Problem requirements: Write out the data exactly from its first line onward, ending with the line in which "Target: curb" appears.

[Records from a data collection]
* * * * * * * * *
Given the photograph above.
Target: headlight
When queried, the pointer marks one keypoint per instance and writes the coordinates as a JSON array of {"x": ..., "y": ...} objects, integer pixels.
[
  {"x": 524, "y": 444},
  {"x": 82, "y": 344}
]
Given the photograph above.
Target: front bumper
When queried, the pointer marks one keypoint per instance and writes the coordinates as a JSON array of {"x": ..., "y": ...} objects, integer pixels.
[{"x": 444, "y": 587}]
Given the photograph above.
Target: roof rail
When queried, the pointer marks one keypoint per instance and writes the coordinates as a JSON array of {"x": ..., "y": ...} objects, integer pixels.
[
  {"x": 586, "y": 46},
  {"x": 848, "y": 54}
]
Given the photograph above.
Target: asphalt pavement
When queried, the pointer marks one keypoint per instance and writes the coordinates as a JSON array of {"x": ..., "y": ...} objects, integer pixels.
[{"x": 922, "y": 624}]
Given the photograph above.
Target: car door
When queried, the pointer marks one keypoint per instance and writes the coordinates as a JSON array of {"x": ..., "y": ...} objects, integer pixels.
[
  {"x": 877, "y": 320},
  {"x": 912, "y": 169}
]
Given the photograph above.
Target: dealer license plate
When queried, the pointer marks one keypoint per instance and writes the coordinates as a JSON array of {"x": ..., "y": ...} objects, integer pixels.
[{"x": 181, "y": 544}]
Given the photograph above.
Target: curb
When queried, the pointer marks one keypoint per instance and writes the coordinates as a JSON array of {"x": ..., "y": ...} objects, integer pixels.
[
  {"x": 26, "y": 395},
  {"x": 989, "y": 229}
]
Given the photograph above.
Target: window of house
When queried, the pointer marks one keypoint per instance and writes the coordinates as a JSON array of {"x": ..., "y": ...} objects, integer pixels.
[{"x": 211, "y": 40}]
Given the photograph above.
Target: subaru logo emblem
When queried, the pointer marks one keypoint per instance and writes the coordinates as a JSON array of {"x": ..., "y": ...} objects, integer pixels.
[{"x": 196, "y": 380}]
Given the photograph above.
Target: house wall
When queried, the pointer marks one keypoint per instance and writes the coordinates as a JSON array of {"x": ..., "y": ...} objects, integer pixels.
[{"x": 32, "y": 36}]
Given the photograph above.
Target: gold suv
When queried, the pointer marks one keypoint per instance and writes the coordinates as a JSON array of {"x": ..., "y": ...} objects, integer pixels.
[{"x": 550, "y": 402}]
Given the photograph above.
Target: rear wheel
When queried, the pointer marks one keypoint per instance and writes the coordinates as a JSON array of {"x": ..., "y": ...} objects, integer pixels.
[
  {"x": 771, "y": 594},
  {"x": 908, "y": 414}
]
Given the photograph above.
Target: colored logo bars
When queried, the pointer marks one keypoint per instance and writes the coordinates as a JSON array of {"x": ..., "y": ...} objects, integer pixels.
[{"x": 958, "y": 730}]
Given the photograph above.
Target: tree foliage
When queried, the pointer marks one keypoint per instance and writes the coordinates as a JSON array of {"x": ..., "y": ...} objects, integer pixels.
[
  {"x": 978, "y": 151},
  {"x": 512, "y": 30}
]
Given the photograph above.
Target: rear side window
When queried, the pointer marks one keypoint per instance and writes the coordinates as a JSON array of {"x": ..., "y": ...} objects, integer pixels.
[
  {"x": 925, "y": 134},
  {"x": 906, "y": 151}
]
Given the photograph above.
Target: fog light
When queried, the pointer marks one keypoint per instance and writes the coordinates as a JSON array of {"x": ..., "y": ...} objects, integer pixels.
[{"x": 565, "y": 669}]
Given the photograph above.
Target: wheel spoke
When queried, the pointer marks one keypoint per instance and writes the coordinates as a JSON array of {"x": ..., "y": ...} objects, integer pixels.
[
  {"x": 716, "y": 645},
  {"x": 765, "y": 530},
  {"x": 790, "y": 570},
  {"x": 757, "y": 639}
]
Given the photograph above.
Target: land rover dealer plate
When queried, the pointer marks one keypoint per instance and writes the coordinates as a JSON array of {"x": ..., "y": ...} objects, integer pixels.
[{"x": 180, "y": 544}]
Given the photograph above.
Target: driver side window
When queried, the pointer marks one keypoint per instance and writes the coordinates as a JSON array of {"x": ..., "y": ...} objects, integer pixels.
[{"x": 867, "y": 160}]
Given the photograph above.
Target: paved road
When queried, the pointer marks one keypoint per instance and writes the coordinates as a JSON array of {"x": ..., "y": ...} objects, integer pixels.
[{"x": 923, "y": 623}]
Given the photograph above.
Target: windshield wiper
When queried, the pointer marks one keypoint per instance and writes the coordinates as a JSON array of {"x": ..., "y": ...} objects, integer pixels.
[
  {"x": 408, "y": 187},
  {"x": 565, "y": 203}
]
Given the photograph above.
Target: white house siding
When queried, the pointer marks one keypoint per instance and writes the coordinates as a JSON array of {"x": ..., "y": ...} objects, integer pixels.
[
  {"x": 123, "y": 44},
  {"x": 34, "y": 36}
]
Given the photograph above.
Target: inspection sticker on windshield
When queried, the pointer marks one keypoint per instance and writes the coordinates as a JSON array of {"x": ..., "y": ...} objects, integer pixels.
* * * * * * * * *
Exercise response:
Given the photograph above.
Target: headlight
When queried, the pointer marks one keypoint per instance and writes the coordinates as a JSON array of {"x": ..., "y": ...} objects, integer pixels.
[
  {"x": 524, "y": 444},
  {"x": 82, "y": 344}
]
Given the photograph above.
Target: front bumper
When queried, the pointer marks one keypoint per instance and writes the coordinates as a JSON array of {"x": ..., "y": ...} objects, integer pixels.
[{"x": 444, "y": 587}]
Given the photograph above.
Target: roof rail
When queried, the pointer marks one keypoint per instance and writes the coordinates as a JSON array of {"x": ..., "y": ...} objects, integer pixels.
[
  {"x": 586, "y": 46},
  {"x": 848, "y": 54}
]
Given the photograph above.
Target: asphalt pavement
When queried, the pointer marks one keypoint per instance and writes the coordinates as a JSON array of {"x": ..., "y": ...} objects, integer pixels.
[{"x": 922, "y": 624}]
Given the photograph above.
Target: car door
When queried, the pointer marks one keypoint per instance and writes the coordinates as a JSON array of {"x": ..., "y": ...} objects, integer pixels.
[
  {"x": 877, "y": 320},
  {"x": 912, "y": 169}
]
Given the photograph above.
Target: dealer license plate
When queried, the pointer marks one keypoint per instance and writes the coordinates as a JSON array of {"x": ..., "y": ...} objects, integer pixels.
[{"x": 181, "y": 544}]
Given the photograph above.
Target: curb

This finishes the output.